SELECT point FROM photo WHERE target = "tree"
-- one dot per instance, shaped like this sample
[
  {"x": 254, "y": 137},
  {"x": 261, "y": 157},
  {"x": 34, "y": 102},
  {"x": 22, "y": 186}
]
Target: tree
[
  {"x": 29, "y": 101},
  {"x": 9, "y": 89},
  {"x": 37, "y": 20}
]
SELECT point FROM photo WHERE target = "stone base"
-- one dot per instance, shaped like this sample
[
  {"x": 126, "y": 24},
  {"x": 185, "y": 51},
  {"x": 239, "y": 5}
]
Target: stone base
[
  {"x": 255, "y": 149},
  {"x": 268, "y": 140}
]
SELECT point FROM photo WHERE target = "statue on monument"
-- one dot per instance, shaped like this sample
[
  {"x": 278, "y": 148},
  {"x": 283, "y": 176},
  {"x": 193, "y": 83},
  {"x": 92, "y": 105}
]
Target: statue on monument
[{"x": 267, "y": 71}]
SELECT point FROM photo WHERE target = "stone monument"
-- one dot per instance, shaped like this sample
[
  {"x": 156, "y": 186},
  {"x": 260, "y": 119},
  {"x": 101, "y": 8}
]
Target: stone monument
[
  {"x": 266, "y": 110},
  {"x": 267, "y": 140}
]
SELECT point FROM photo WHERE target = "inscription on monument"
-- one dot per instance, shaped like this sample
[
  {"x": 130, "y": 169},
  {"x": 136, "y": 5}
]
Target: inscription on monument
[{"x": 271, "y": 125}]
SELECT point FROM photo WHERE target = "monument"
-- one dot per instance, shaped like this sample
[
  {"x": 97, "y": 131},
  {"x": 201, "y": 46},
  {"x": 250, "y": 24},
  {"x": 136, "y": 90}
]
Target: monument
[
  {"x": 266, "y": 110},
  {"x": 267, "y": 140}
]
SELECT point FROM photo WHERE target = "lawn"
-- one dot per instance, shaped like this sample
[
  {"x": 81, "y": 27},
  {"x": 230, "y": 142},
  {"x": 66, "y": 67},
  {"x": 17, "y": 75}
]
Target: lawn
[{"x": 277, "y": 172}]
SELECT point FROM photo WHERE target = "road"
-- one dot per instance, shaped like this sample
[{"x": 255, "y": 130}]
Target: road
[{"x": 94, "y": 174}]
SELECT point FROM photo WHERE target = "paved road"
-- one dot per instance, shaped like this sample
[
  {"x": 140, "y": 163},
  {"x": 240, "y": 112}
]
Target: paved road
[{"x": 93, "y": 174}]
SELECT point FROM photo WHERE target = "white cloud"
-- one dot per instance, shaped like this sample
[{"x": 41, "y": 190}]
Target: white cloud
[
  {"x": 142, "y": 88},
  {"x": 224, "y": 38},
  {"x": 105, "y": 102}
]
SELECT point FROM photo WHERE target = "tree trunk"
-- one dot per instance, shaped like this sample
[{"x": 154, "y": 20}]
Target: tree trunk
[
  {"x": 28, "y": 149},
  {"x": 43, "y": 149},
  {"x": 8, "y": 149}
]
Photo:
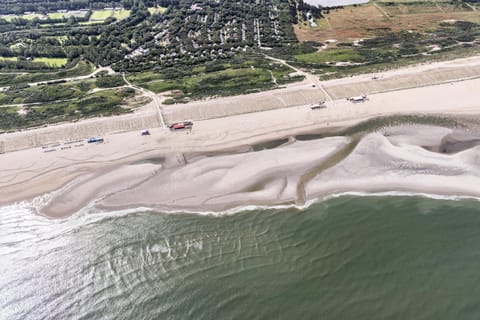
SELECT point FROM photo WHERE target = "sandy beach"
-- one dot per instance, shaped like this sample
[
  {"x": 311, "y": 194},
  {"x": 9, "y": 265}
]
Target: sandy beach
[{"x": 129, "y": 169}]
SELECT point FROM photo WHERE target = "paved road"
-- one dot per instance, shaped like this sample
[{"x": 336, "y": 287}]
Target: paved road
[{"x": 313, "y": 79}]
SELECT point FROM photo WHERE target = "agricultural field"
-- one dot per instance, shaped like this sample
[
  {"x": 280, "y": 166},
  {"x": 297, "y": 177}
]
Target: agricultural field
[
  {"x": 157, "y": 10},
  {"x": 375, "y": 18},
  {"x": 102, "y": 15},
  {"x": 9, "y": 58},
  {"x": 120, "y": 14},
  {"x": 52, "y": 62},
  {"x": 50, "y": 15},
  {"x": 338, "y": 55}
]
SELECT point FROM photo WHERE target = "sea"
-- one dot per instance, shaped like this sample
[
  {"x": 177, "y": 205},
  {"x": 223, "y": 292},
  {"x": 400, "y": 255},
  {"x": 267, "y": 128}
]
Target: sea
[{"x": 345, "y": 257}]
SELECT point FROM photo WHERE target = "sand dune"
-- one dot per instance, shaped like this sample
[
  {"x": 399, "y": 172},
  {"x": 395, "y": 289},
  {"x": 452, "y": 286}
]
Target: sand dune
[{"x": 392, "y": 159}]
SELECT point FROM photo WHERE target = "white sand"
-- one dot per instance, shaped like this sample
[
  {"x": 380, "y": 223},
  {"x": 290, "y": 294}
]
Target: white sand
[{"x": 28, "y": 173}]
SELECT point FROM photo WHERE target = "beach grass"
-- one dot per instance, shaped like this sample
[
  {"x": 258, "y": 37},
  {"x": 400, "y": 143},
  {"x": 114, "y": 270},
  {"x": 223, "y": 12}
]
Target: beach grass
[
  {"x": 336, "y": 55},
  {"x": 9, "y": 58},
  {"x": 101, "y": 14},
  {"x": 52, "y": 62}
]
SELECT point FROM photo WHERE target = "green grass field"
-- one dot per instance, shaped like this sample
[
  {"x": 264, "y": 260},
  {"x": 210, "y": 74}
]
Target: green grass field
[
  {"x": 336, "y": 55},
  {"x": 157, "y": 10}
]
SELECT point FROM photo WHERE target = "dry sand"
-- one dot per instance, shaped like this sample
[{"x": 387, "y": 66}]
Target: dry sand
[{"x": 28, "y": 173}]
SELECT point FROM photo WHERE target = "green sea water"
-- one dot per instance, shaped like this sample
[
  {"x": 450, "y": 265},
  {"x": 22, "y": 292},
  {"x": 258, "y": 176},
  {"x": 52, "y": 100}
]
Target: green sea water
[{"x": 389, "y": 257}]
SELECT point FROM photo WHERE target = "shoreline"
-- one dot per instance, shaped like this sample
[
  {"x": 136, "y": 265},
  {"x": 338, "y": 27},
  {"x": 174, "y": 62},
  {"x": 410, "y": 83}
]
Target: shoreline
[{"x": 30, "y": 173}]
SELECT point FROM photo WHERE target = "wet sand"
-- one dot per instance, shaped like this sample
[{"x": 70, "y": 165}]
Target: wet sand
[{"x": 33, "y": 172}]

...

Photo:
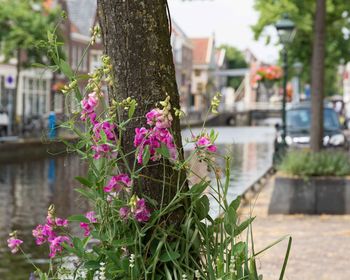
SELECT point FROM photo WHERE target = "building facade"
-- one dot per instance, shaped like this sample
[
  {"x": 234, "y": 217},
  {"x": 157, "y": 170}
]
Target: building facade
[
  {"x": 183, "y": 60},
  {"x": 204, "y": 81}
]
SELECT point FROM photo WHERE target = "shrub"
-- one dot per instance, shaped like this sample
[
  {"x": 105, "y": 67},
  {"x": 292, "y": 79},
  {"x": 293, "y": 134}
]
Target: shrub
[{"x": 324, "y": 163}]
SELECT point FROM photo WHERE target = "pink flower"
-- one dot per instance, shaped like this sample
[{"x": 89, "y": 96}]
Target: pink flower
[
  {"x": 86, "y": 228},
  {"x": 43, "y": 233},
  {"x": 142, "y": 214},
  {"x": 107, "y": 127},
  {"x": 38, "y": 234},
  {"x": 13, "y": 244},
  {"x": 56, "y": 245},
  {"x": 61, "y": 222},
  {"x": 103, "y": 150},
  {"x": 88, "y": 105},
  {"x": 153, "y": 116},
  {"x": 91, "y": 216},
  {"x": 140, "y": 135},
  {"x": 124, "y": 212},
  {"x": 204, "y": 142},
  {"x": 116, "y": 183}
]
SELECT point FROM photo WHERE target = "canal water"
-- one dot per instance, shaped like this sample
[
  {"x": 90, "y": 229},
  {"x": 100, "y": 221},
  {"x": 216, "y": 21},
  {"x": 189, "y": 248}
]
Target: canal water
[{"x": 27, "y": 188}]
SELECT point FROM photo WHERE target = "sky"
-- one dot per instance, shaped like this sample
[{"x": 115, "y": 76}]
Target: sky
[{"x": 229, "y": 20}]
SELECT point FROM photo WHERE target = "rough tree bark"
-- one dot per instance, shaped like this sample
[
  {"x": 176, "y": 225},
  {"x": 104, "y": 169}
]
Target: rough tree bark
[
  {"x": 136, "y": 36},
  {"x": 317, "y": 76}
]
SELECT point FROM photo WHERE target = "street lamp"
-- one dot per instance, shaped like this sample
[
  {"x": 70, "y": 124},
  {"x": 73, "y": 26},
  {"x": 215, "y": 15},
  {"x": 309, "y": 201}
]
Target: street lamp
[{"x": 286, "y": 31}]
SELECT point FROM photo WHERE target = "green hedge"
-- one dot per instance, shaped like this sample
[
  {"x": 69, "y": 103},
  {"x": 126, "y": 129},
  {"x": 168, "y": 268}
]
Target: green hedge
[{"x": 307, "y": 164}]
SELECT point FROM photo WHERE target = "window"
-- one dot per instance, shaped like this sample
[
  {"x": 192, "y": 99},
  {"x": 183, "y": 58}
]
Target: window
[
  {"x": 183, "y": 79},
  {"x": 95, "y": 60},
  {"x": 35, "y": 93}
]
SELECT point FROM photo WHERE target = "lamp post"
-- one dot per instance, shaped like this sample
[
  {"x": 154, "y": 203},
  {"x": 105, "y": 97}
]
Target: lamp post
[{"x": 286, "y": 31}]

→ **INSTRUCTIONS TO FOLLOW**:
How many lines in the records above contain the string "green"? Case counts, and give only the number.

→ **RESULT BELOW**:
6